Go through the data and copy every line exactly, but not the images.

┄┄┄┄┄┄┄┄┄┄

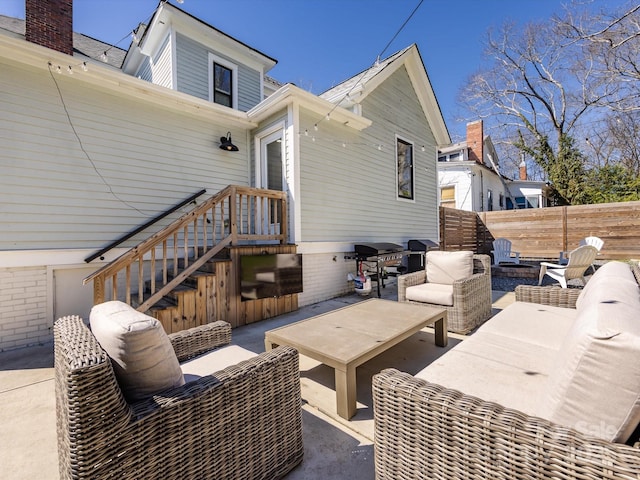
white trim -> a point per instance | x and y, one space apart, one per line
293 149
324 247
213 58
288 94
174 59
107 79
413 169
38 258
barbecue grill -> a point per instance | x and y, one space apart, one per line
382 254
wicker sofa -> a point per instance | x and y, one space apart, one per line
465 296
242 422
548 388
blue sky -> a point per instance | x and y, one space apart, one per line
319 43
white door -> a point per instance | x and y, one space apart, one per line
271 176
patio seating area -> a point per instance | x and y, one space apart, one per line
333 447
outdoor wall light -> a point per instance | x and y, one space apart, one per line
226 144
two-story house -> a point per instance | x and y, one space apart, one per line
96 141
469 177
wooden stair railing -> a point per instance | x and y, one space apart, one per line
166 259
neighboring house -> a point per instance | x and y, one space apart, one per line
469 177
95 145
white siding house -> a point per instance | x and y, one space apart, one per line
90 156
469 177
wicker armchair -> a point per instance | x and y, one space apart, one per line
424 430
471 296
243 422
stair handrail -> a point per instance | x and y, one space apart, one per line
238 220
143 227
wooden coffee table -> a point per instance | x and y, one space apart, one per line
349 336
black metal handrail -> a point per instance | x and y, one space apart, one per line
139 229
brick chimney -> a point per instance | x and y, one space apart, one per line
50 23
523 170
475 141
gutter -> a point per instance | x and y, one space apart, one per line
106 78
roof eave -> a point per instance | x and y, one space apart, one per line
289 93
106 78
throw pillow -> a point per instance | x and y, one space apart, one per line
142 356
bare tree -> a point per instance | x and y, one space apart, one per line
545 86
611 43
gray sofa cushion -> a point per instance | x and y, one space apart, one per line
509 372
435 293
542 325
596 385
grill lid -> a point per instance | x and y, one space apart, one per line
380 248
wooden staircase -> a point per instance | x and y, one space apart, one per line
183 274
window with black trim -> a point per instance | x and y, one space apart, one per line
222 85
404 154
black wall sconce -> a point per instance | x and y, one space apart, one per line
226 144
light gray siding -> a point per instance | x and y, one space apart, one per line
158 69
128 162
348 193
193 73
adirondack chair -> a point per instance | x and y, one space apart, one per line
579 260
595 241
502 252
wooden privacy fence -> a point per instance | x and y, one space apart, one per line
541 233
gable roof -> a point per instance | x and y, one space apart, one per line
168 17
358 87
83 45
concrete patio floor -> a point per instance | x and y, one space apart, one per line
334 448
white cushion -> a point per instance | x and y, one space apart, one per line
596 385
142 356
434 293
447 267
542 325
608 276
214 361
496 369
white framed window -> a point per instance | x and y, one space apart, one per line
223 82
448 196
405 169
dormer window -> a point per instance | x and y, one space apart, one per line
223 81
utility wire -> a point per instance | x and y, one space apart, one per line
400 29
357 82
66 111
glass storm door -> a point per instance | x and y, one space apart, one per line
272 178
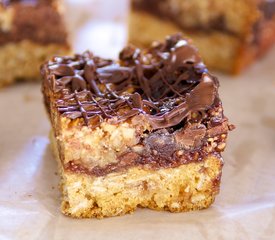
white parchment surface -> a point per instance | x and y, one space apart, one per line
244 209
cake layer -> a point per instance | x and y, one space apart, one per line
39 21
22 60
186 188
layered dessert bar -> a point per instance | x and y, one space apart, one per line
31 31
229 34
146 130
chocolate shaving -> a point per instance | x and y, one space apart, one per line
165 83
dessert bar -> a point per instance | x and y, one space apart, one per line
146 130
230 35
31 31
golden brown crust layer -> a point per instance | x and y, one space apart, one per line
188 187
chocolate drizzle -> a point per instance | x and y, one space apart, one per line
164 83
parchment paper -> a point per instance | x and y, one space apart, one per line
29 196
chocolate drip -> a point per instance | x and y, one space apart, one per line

┄┄┄┄┄┄┄┄┄┄

The completed task:
white trim -> a point per instance | x and y, one space apart, one per line
293 149
324 247
213 58
288 94
174 59
107 79
413 169
38 258
barbecue grill -> a point per instance | x and y, one space apart, one per line
382 254
wicker sofa -> a point per instance | x and y, one space apart, one per line
465 296
242 422
548 388
blue sky -> a point per instance | x and y, one space apart, one per line
319 43
white door -> a point per instance | x and y, one space apart, one per line
271 176
patio seating area -> a point per instance | x and y, one space apart, one per line
333 447
outdoor wall light -> a point per instance | x and y, one space apart, one per line
226 144
two-story house -> a point per instance | x and y, one space apart, one per line
96 141
469 177
wooden stair railing -> a point per instance | x and y, one space apart, one per line
166 259
neighboring house -> a point per instance | x and y, one space apart, one per line
469 177
95 145
white siding house -> a point per instance | x and y, one space apart, one per line
90 156
469 177
wicker armchair -> a point per instance | x and y, one space apart, one per line
424 430
471 296
243 422
stair handrail -> a point per instance | x and y, one space apart, one per line
238 220
143 227
wooden coffee table -> a point per instance | x and y, one space apart, one per line
349 336
black metal handrail -> a point per instance | x and y, one space apart, one per line
139 229
brick chimney -> a point per instance | x and y, one space apart, one per line
50 23
523 170
475 141
gutter -> a point per instance | x and y, one space apart, one per line
106 78
roof eave -> a point per instance | x and y, one space apart, one per line
289 93
106 78
throw pillow -> a point per instance | x and y, one space apart, one per line
142 356
bare tree -> a point per instance | x and y, one space apart, one per line
545 86
611 43
gray sofa cushion -> a point per instance | x and y, one space apart, one per line
509 372
435 293
542 325
596 385
grill lid -> a point per instance | x and y, one space apart, one per line
380 248
wooden staircase -> a point per instance | x and y, one space apart, one per line
183 274
window with black trim -> a point per instance | x and y, one space apart, one per line
222 85
404 154
black wall sconce -> a point per instance | x and y, one space apart, one per line
226 144
light gray siding -> a point per instance | x and y, one space apart, one per line
158 69
128 162
348 193
193 73
adirondack chair -> a point per instance | x and y, one space apart, one per line
579 260
595 241
502 252
wooden privacy fence -> a point per instance | x and y, one space apart, one per line
541 233
gable roof -> a point per instance | x and y, one space apart, one per line
168 17
358 87
83 45
concrete patio floor -> a point per instance | x and y, one space apart, one per line
334 448
white cushion -> a point per instance | x and y, one space apart, one per line
596 385
142 356
434 293
447 267
542 325
608 276
214 361
496 369
white framed window -> a point per instance | x and y, one space apart, one per line
223 82
448 196
405 169
dormer window -> a point per instance | x and y, one space apart, one per line
223 81
utility wire -> a point per instance | x and y, one space apart, one per line
400 29
357 82
66 111
glass storm door -> a point per instance | x and y, one space apart, one per line
272 178
white parchment surface -> a point per instance | x and y, one space apart, one per line
244 209
cake layer -> a point per instance | x and y, one space apart, one per line
39 21
22 60
186 188
layered dessert bar -> a point per instance | x and y, one space apart, one per line
31 31
229 34
146 130
chocolate shaving -> a point per instance | x and y, one space apart, one per line
165 83
dessert bar -> a point per instance | x and y, one space apart, one per line
146 130
230 35
31 31
golden brown crust layer -> a point per instance | x and y, one space apart, one per line
188 187
chocolate drizzle -> a point per instance | x and y, one space apart, one per line
164 83
parchment paper -> a point per instance | x and y, one space apart, one per line
29 196
chocolate drip -> a point per instance | x and y, one space apart, one per line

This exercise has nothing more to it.